**Task prompt**
Every entry must be transcribed exactly. Pictures are not part of the copy.

**Data for review**

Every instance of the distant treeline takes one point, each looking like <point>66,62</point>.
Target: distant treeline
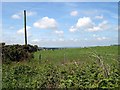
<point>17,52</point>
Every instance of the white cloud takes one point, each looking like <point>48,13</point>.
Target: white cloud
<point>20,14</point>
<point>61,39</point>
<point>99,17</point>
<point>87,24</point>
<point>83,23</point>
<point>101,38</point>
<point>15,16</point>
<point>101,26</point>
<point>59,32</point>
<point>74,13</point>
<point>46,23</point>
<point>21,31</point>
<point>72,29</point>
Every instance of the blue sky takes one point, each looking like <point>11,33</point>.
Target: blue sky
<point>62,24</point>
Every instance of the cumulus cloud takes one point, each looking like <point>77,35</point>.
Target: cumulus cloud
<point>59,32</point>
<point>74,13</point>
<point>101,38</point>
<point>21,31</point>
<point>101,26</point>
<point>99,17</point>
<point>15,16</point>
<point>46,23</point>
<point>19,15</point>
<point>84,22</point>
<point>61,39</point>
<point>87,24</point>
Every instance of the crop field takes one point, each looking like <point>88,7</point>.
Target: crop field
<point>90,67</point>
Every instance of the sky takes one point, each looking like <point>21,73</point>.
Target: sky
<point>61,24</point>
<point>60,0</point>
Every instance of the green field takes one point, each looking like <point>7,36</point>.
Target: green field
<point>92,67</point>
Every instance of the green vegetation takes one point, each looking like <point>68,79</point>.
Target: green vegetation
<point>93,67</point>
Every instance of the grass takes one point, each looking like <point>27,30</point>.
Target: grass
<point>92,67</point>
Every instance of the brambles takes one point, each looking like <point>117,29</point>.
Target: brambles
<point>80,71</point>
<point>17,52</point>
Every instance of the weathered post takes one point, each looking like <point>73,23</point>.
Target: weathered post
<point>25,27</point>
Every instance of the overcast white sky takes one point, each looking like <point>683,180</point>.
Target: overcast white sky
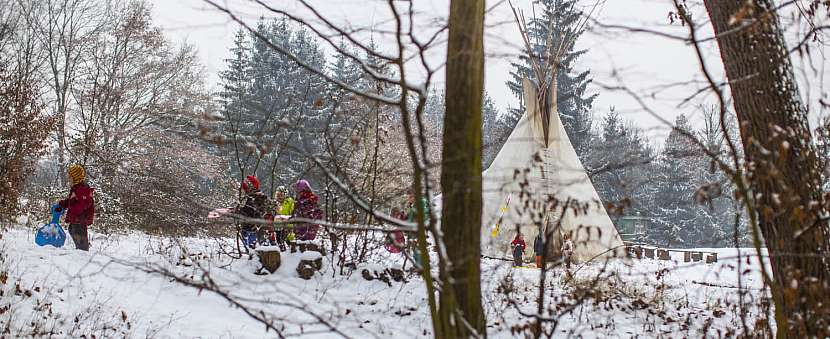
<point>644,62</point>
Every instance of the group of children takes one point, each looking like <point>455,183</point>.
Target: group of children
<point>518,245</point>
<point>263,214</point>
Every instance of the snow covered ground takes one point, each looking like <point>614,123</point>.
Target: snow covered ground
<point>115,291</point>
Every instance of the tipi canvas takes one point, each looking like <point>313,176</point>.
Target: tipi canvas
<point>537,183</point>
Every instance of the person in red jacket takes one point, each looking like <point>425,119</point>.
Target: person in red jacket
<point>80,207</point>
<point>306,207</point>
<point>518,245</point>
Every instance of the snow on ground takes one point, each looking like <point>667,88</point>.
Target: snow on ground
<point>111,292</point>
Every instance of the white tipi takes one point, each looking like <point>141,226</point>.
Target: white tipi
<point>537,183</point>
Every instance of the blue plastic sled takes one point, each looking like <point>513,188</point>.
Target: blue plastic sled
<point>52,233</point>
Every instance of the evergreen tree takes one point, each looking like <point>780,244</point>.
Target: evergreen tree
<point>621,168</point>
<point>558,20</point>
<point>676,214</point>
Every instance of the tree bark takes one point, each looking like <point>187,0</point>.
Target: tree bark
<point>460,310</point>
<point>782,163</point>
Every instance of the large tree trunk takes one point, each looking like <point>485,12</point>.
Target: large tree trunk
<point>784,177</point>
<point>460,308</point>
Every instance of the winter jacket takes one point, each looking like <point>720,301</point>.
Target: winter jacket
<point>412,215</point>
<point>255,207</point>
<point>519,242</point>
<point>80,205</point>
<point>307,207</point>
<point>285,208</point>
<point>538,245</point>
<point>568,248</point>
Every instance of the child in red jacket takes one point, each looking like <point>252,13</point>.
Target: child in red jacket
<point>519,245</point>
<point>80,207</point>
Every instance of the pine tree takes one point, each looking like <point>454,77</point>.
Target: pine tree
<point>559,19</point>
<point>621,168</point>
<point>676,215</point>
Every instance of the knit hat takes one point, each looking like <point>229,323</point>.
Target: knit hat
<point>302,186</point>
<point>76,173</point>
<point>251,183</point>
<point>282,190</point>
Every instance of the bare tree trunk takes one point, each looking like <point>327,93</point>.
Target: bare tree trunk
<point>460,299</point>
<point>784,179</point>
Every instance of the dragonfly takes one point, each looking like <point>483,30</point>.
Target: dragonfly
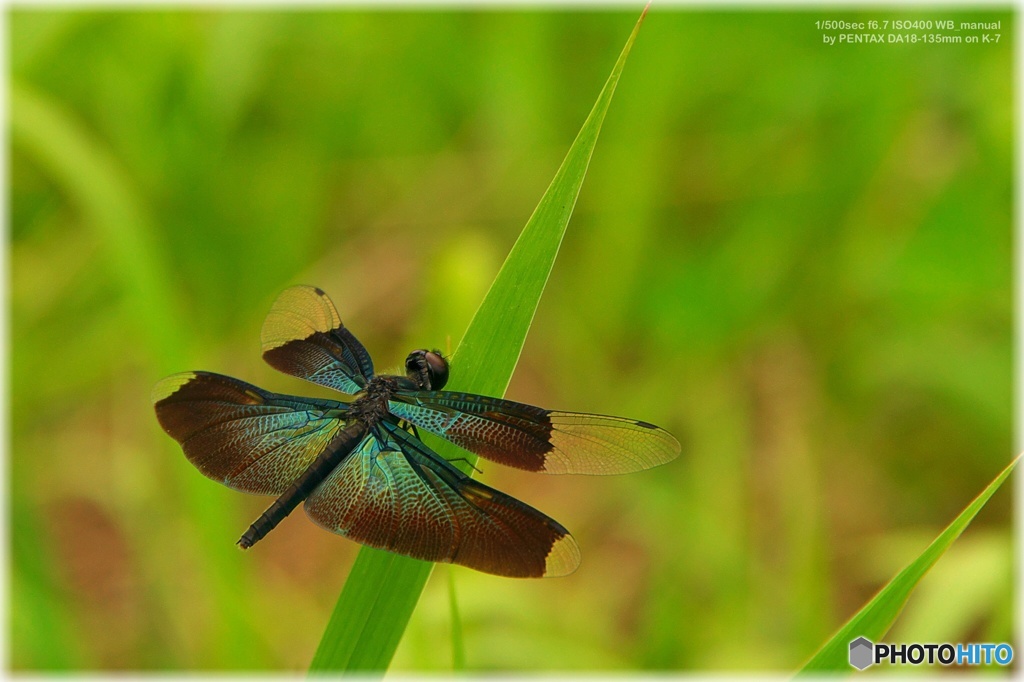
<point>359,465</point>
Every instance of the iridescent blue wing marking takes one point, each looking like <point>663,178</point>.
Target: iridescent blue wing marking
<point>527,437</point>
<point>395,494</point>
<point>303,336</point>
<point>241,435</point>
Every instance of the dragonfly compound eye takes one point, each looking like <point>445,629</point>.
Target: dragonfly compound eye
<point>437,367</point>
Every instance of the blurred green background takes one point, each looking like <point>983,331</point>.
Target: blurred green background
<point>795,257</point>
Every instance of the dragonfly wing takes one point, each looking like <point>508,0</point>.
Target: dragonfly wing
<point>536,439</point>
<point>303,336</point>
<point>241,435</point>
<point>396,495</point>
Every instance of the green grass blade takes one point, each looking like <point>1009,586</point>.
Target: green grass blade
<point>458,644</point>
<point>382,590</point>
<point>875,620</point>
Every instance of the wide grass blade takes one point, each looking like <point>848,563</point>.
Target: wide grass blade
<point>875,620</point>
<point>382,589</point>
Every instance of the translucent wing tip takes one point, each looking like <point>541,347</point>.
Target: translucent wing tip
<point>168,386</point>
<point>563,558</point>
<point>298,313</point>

**Result for this exercise**
Every instance of the distant treeline takes one point, each looking like <point>66,62</point>.
Target: distant treeline
<point>17,52</point>
Every instance of the white cloud takes one point, each looking like <point>48,13</point>.
Target: white cloud
<point>20,14</point>
<point>61,39</point>
<point>99,17</point>
<point>87,24</point>
<point>83,23</point>
<point>101,38</point>
<point>15,16</point>
<point>101,26</point>
<point>59,32</point>
<point>74,13</point>
<point>46,23</point>
<point>21,31</point>
<point>72,29</point>
Every instance of the blue sky takes one point, each looking like <point>11,33</point>.
Target: blue sky
<point>62,24</point>
Every instance of the cumulus cloud takes one point, each looking like <point>77,35</point>.
Target: cumulus cloud
<point>59,32</point>
<point>74,13</point>
<point>101,38</point>
<point>21,31</point>
<point>101,26</point>
<point>99,17</point>
<point>15,16</point>
<point>46,23</point>
<point>19,15</point>
<point>84,22</point>
<point>61,39</point>
<point>87,24</point>
Every instance of the crop field takes one point, each looking like <point>88,7</point>.
Target: crop field
<point>90,67</point>
Every instance of the sky takes one point, each looking like <point>21,73</point>.
Target: sky
<point>61,24</point>
<point>60,0</point>
Every instance of the green field takes one point, each looking like <point>7,36</point>.
Target: green field
<point>92,67</point>
Every instance of the green vegetation takes one point, each looking like <point>68,79</point>.
Target: green vegetation
<point>93,67</point>
Every instance of the grass takes one point, each looking like <point>27,30</point>.
Target: grass
<point>92,67</point>
Every instance of the brambles takes one point, each looking like <point>117,29</point>.
Target: brambles
<point>80,71</point>
<point>17,52</point>
Every instance of the weathered post takes one point, each looking like <point>73,23</point>.
Target: weathered post
<point>25,27</point>
Every instance of the overcast white sky takes one point, each looking like <point>683,180</point>.
Target: overcast white sky
<point>644,62</point>
Every instance of the group of children takes one point, each looking like <point>455,183</point>.
Target: group of children
<point>518,245</point>
<point>263,214</point>
Every instance of the snow covered ground takes one point, each looking like <point>614,123</point>.
Target: snow covered ground
<point>115,291</point>
Every instance of the tipi canvas takes one point, each looking like <point>313,176</point>.
Target: tipi canvas
<point>537,183</point>
Every instance of the person in red jacket takes one point, each looking like <point>425,119</point>.
Target: person in red jacket
<point>80,207</point>
<point>306,207</point>
<point>518,245</point>
Every instance of the snow on ground takes one point, each looking like <point>667,88</point>.
Target: snow on ground
<point>111,292</point>
Every instance of the white tipi takes one point, each looking like <point>141,226</point>.
Target: white tipi
<point>537,183</point>
Every instance of the blue plastic sled takes one point, each looking like <point>513,188</point>.
Target: blue plastic sled
<point>52,233</point>
Every instance of the evergreen tree takes one point, each looking like <point>780,244</point>.
Target: evergreen tree
<point>621,168</point>
<point>558,20</point>
<point>676,214</point>
Every instance of the tree bark takes one point, each looking like <point>187,0</point>.
Target: tree bark
<point>460,310</point>
<point>782,163</point>
Every instance of the large tree trunk takes one point, each looking like <point>485,12</point>.
Target: large tree trunk
<point>784,177</point>
<point>460,308</point>
Every instance of the winter jacket takes one point, each looking like <point>720,301</point>.
Target: winter jacket
<point>412,215</point>
<point>255,207</point>
<point>519,242</point>
<point>80,205</point>
<point>307,207</point>
<point>285,208</point>
<point>538,245</point>
<point>568,248</point>
Every instance of the child in red jacket takes one point, each looking like <point>252,13</point>.
Target: child in red jacket
<point>519,245</point>
<point>80,207</point>
Every instance of the pine tree takes one point, each looking like <point>454,77</point>.
Target: pine tree
<point>559,19</point>
<point>621,168</point>
<point>676,215</point>
Every instance of the knit hat takes one point, each looking like <point>229,323</point>.
Target: knit hat
<point>302,186</point>
<point>76,173</point>
<point>251,183</point>
<point>282,190</point>
Every instance of the bare tree trunk takes one point, each looking like <point>327,93</point>.
Target: bare tree trunk
<point>460,299</point>
<point>784,179</point>
Every instance of the dragonfly takes one point, each looking like <point>483,30</point>.
Target: dragonfly
<point>359,465</point>
Every instance of the iridescent blue wing marking takes one point, each looking like <point>663,178</point>.
Target: iridescent blue wing marking
<point>527,437</point>
<point>395,494</point>
<point>303,336</point>
<point>241,435</point>
Every instance of the dragonfly compound eye takes one point, each looking like <point>445,629</point>.
Target: dragonfly compound eye
<point>437,367</point>
Every instance of the blurred green background takes one point, each looking like <point>983,331</point>.
Target: blurred green background
<point>795,257</point>
Every instance of the dragonfly wing takes one point, each looking like <point>508,0</point>.
Target: dragonfly wing
<point>536,439</point>
<point>303,336</point>
<point>241,435</point>
<point>396,495</point>
Every instance of the green grass blade takes one point, each looking like <point>1009,586</point>.
Target: green grass blade
<point>458,644</point>
<point>382,590</point>
<point>875,620</point>
Every instance of the wide grass blade takes one point, each looking like <point>848,563</point>.
Target: wide grass blade
<point>875,620</point>
<point>382,589</point>
Every instance of the translucent wing tip takes one point, each looking like <point>541,347</point>.
Target: translucent wing tip
<point>168,386</point>
<point>563,558</point>
<point>298,313</point>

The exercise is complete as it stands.